Reproduce the lines from the one containing "of the butcher" through the last line, substituting "layout validator" for every occurrence of "planogram checker" and leaving everything else unchanged.

DATASET ROWS:
========
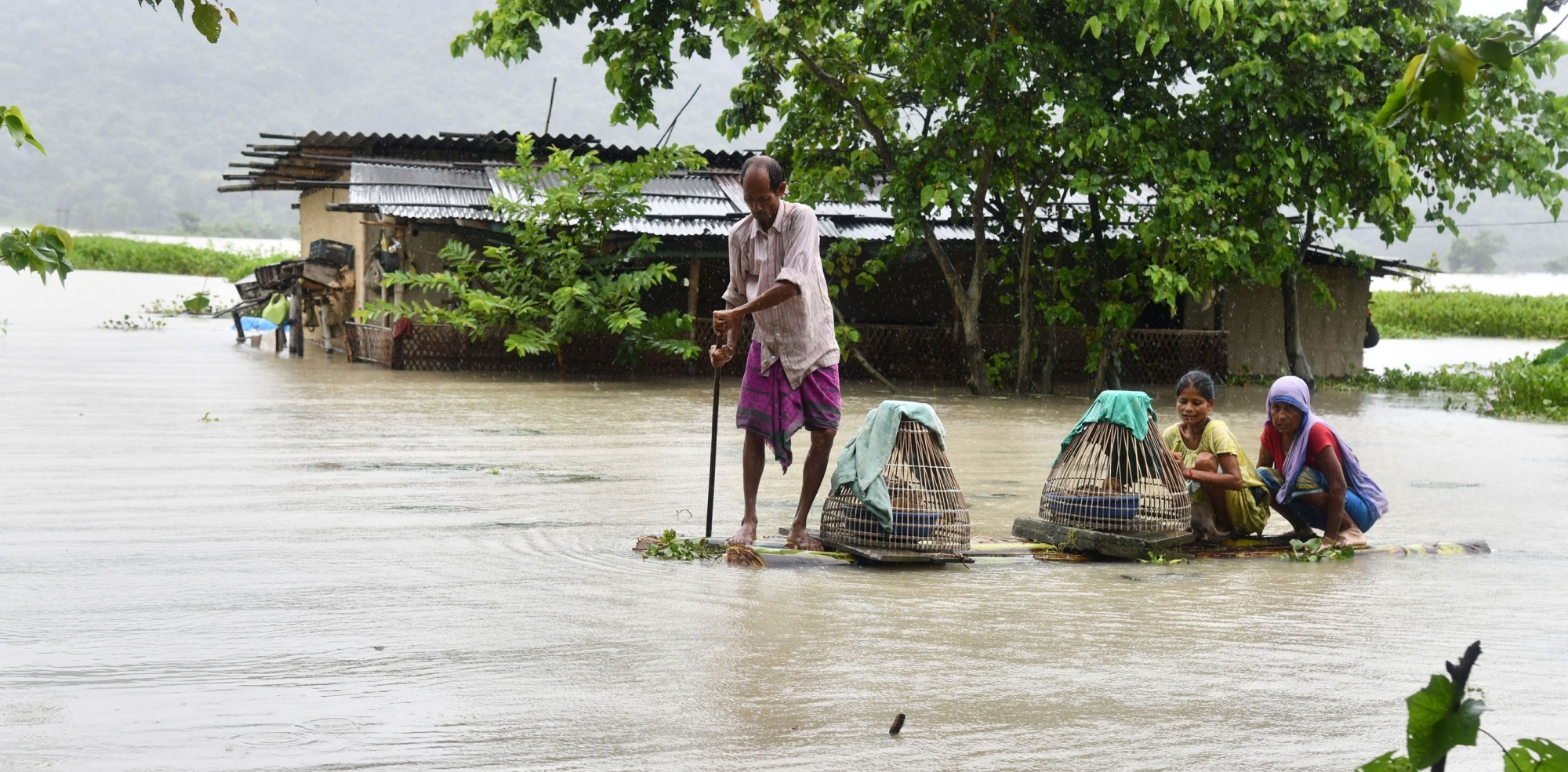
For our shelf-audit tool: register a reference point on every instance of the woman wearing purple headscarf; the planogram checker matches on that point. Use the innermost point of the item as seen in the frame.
(1330, 491)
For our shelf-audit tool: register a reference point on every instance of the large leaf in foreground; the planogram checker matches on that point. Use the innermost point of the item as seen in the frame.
(1437, 723)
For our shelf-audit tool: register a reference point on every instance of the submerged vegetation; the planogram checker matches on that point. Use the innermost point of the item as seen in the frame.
(128, 324)
(670, 546)
(107, 253)
(1519, 388)
(1465, 313)
(1446, 714)
(1315, 549)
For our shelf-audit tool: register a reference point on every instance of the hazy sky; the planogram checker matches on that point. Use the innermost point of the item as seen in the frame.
(142, 115)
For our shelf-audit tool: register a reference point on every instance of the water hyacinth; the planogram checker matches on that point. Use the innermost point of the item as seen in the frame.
(1464, 313)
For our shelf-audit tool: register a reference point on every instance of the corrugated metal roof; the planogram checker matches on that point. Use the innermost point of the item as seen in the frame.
(680, 205)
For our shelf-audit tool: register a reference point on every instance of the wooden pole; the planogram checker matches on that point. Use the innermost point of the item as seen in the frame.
(713, 460)
(297, 321)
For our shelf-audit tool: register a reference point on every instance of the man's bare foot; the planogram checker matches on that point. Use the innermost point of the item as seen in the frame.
(1213, 535)
(1352, 537)
(1203, 527)
(804, 540)
(746, 535)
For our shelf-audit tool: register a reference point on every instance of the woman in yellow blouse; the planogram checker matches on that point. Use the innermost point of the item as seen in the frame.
(1227, 493)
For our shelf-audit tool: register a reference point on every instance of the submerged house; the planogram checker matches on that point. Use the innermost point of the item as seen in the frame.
(396, 201)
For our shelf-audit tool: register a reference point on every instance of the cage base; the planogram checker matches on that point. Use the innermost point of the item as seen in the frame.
(1130, 545)
(882, 554)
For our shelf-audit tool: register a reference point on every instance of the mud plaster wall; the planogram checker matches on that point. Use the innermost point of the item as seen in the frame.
(316, 222)
(1332, 335)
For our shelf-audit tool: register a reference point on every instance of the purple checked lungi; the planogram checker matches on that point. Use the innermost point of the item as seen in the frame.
(775, 411)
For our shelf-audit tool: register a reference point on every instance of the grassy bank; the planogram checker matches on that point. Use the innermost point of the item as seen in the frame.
(1519, 388)
(106, 253)
(1436, 314)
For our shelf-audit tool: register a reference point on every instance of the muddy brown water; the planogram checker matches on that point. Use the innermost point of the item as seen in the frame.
(379, 570)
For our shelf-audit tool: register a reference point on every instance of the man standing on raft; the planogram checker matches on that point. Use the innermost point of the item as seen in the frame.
(793, 369)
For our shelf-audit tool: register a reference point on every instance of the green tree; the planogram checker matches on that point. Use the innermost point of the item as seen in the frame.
(1205, 142)
(931, 103)
(43, 248)
(568, 274)
(1288, 120)
(206, 15)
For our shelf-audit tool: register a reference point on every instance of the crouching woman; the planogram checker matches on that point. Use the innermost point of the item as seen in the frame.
(1329, 490)
(1227, 493)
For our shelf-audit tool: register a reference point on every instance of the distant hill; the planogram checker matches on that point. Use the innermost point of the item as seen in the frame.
(142, 115)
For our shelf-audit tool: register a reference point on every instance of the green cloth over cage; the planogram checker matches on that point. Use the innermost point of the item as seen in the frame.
(865, 457)
(1127, 408)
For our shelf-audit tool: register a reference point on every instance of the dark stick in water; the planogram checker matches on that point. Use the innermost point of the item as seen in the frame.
(713, 460)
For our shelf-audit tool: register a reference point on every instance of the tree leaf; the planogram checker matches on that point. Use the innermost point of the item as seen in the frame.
(1495, 53)
(1461, 60)
(1536, 755)
(1392, 106)
(1412, 71)
(1436, 725)
(208, 21)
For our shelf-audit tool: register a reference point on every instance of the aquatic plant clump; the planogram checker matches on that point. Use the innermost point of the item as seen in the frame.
(107, 253)
(1315, 549)
(1519, 388)
(128, 324)
(1464, 313)
(670, 546)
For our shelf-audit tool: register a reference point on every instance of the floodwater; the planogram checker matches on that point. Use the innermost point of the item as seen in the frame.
(355, 568)
(1429, 353)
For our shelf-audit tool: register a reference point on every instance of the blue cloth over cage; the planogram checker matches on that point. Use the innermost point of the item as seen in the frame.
(255, 325)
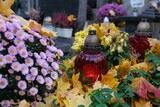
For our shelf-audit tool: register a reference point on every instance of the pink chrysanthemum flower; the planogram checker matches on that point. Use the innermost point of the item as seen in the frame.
(44, 72)
(4, 43)
(21, 93)
(23, 53)
(50, 59)
(60, 52)
(54, 75)
(1, 47)
(16, 66)
(3, 83)
(10, 71)
(24, 69)
(12, 50)
(5, 103)
(37, 56)
(37, 35)
(22, 85)
(43, 55)
(48, 53)
(55, 65)
(18, 42)
(48, 81)
(8, 58)
(2, 61)
(20, 48)
(30, 77)
(52, 48)
(20, 34)
(40, 79)
(30, 53)
(43, 42)
(29, 61)
(3, 28)
(34, 71)
(9, 35)
(31, 38)
(33, 91)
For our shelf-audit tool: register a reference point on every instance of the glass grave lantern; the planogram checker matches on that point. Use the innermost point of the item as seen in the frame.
(91, 62)
(139, 42)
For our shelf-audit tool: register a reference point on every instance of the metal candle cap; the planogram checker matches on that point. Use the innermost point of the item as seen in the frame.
(92, 41)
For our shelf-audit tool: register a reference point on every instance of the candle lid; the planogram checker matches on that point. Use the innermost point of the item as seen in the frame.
(92, 41)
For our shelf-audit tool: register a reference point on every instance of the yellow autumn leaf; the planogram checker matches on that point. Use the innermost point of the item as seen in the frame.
(98, 85)
(109, 80)
(35, 26)
(63, 86)
(142, 66)
(141, 103)
(74, 99)
(47, 32)
(124, 67)
(69, 63)
(24, 103)
(71, 18)
(77, 83)
(5, 7)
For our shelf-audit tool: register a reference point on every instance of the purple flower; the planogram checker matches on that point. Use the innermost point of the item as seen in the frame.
(12, 50)
(16, 66)
(3, 83)
(33, 91)
(9, 35)
(22, 85)
(5, 103)
(112, 11)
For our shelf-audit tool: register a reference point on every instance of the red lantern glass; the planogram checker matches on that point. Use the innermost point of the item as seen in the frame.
(92, 63)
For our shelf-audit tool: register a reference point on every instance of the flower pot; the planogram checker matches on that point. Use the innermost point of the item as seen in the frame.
(64, 32)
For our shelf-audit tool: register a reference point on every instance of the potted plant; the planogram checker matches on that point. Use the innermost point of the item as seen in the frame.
(64, 24)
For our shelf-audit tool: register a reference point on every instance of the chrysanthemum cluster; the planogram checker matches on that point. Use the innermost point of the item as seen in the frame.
(111, 10)
(110, 36)
(28, 63)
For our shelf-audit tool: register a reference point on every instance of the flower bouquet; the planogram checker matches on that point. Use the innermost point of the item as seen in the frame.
(112, 11)
(29, 61)
(64, 24)
(114, 43)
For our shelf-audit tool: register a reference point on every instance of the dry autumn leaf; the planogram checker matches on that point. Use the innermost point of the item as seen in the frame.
(5, 7)
(141, 103)
(142, 87)
(35, 26)
(24, 103)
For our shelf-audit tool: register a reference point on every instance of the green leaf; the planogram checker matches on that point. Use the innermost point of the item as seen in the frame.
(101, 105)
(125, 105)
(81, 106)
(54, 104)
(117, 95)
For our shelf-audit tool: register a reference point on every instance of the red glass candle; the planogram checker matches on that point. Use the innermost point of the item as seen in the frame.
(91, 62)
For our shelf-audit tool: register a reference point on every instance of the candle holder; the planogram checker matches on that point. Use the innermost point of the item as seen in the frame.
(139, 42)
(91, 61)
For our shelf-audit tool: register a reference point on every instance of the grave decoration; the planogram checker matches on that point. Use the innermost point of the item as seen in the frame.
(29, 60)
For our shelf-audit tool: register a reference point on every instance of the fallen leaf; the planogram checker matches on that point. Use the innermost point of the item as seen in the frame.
(142, 87)
(35, 26)
(141, 103)
(76, 83)
(142, 66)
(5, 7)
(109, 80)
(24, 103)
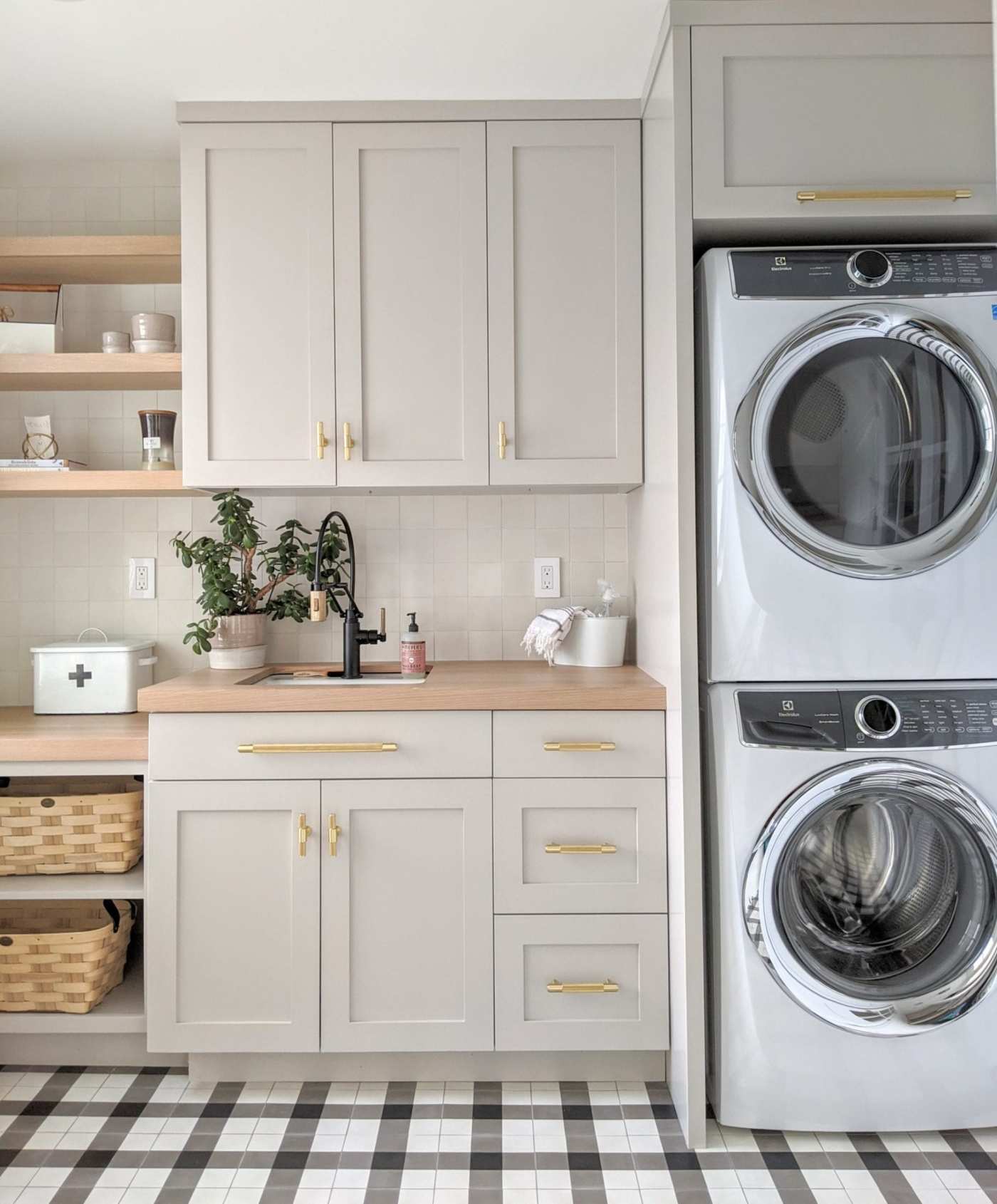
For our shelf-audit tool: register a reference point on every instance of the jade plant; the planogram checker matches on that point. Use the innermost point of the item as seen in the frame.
(241, 576)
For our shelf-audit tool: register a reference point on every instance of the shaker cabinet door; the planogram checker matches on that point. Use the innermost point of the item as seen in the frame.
(233, 916)
(406, 914)
(258, 356)
(564, 283)
(411, 303)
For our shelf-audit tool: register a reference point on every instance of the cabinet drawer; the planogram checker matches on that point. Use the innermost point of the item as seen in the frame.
(570, 846)
(580, 743)
(394, 744)
(549, 978)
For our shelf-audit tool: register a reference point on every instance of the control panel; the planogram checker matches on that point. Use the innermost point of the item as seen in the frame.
(868, 718)
(864, 271)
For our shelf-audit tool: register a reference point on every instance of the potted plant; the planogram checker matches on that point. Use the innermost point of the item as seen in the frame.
(244, 582)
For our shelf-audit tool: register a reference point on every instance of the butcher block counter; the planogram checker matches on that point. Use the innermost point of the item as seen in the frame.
(451, 685)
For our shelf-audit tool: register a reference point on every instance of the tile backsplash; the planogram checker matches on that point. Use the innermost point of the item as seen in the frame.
========
PROBLEM SOLUTION:
For our shelf-audit tool: register a reference point on every instance of the butcher block counter; the layout validator matches on that point. Use the innermost point of the item as seen in the frame.
(451, 685)
For our shelf-audit tool: register a reference point on every instance of the tile backsplash; the layout validator matches on that point. Use the innermost point of the item as seen in the frame.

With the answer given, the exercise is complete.